• Input:
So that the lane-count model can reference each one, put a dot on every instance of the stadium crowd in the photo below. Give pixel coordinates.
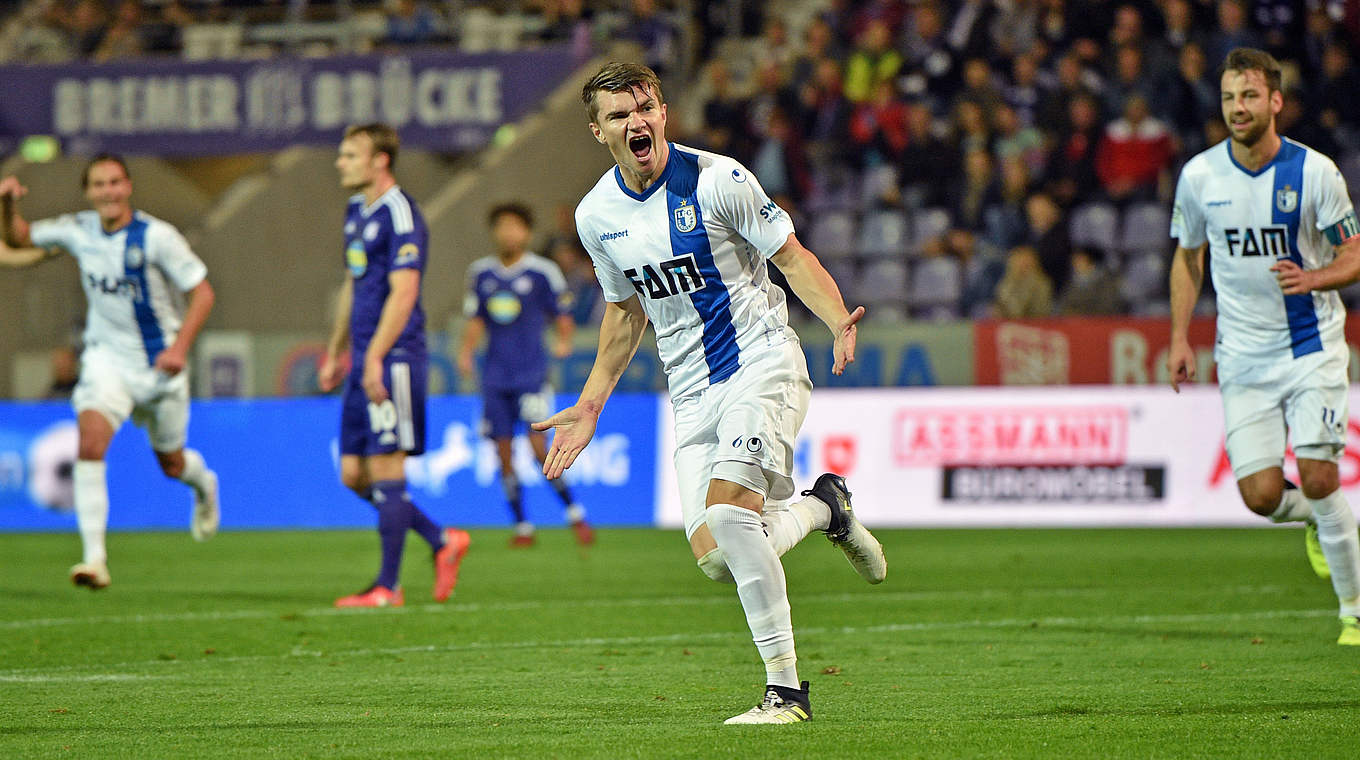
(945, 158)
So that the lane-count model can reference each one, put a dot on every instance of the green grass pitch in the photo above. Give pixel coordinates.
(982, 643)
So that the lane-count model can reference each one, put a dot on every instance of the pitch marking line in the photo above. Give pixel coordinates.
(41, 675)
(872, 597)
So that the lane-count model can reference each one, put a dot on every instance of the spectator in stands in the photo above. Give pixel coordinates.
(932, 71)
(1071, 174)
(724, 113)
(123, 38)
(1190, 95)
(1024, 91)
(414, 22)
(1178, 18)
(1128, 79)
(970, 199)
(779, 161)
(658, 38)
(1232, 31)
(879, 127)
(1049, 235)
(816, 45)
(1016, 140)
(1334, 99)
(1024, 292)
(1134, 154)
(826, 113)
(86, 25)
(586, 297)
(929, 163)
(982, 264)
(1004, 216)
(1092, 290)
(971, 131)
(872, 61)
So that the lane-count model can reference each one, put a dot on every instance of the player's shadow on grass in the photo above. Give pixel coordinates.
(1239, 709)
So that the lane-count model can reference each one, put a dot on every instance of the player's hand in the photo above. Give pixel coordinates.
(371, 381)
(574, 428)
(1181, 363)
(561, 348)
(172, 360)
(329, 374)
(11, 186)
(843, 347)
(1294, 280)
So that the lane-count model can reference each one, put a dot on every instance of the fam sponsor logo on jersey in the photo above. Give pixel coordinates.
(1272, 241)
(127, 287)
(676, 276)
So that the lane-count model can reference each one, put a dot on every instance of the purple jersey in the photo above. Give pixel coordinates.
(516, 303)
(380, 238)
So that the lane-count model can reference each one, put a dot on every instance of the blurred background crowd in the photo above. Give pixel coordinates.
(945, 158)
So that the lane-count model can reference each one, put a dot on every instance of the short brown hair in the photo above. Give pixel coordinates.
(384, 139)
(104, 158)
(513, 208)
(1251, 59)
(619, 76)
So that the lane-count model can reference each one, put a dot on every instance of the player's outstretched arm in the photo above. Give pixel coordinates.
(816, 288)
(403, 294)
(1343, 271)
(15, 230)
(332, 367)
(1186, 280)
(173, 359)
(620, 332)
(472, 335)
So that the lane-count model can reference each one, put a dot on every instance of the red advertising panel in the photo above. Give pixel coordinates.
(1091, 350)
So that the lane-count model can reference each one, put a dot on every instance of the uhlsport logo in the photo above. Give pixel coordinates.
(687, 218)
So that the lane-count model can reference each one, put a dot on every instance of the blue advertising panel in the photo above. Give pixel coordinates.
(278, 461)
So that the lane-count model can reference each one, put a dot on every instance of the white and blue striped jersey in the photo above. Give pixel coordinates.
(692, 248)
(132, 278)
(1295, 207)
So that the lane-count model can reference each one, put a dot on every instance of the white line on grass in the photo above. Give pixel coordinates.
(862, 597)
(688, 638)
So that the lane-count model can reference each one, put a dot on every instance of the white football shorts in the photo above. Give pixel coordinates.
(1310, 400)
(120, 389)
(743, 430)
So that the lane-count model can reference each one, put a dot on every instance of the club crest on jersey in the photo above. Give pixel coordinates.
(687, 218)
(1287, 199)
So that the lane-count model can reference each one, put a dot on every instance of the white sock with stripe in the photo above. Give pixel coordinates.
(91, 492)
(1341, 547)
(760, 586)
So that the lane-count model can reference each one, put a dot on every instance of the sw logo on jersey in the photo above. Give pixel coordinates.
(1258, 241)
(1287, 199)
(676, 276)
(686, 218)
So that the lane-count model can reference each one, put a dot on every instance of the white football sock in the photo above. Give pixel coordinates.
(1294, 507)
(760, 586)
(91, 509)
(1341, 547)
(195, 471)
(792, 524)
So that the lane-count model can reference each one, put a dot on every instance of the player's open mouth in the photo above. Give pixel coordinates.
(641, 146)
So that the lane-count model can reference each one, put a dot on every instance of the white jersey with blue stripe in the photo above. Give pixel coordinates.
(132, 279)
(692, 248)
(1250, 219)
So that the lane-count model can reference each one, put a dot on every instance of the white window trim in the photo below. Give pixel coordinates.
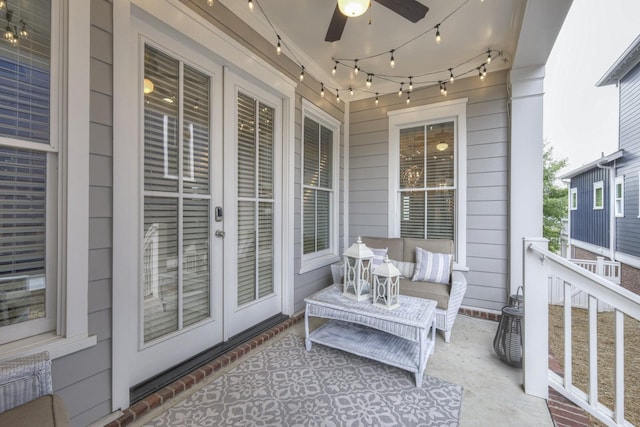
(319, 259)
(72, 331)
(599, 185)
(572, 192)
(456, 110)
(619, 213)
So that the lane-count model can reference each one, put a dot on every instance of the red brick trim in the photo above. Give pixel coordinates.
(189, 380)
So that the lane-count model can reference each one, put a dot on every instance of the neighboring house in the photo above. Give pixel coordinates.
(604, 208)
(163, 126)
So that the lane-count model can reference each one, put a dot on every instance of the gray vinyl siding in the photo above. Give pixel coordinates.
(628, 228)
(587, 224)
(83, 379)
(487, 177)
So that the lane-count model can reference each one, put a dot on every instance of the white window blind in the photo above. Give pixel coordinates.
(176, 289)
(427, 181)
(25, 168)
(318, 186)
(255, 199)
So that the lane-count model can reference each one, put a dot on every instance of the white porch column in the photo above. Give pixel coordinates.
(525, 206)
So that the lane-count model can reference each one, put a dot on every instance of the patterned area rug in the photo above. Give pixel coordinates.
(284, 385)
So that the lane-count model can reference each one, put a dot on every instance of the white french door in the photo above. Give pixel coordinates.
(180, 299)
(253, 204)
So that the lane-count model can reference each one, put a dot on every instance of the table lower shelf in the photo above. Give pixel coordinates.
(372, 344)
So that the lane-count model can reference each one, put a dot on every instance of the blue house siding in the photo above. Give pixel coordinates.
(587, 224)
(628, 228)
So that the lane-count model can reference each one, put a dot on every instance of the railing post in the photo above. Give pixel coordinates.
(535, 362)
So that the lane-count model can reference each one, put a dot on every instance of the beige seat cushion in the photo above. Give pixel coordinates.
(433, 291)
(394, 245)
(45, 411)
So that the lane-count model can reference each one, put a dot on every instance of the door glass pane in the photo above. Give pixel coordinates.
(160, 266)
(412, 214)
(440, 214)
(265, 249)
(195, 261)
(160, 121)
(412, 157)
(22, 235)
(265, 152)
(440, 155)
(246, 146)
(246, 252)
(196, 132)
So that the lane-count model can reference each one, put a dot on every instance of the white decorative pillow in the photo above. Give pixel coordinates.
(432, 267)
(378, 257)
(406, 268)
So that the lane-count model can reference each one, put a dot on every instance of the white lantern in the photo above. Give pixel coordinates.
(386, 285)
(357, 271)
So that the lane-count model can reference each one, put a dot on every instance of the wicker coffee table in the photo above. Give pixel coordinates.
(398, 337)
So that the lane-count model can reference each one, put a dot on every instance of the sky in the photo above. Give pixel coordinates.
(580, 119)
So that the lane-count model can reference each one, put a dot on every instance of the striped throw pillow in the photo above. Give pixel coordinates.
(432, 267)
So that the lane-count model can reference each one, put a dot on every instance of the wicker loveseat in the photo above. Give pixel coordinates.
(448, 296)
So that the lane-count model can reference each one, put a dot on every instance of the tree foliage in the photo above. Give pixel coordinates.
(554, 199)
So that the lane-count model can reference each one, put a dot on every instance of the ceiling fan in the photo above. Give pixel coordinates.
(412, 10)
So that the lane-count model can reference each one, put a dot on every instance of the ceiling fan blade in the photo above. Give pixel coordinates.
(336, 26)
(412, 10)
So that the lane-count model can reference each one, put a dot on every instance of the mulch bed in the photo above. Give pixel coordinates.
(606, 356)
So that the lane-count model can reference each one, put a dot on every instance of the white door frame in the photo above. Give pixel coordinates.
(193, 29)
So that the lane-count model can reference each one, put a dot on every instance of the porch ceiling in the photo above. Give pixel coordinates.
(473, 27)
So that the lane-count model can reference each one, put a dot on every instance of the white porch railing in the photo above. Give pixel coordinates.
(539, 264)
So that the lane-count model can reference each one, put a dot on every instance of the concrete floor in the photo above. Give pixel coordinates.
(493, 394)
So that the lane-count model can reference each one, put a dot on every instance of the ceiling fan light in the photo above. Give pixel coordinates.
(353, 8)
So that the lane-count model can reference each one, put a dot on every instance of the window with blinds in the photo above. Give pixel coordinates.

• Your instructions:
Exact repetition is required for the lines from the one that contains "blade in the photo above. Give pixel coordinates." through the final line; leave out everything else.

• Written answer:
So that the lane-count model can reference each one, put a dot on every instance of the ceiling fan blade in the photo above. Give pixel coordinates.
(336, 26)
(412, 10)
So that the lane-count model can reference each one, put a dot on every instance of the mulch bed in the photo above. Give pixel coordinates.
(606, 356)
So that the lane-count model can reference each one, put a dot on every instance of the white door frame in the photo above. Give pixel coordinates.
(193, 29)
So that the lane-count model can reference each one, put a dot on every instance of the porch ceiling in the photo above. Give pixel coordinates.
(473, 27)
So that the lane-count model can reference each one, put a dot on every instance of the white porch railing in the photo above. Give pixel coordinates.
(539, 264)
So that the lane-count model can reference each one, put a dot on every instance of the concrete floor in the photo above. Give pixel coordinates.
(493, 394)
So that the lane-count model can reference each one, put a dot on every instance of the ceiling fan light in the photo above. Give pixel coordinates.
(353, 8)
So that the lane-count model can reference each one, put a dot on every instance of the window with blinds in the photo above. Give pixel coordinates.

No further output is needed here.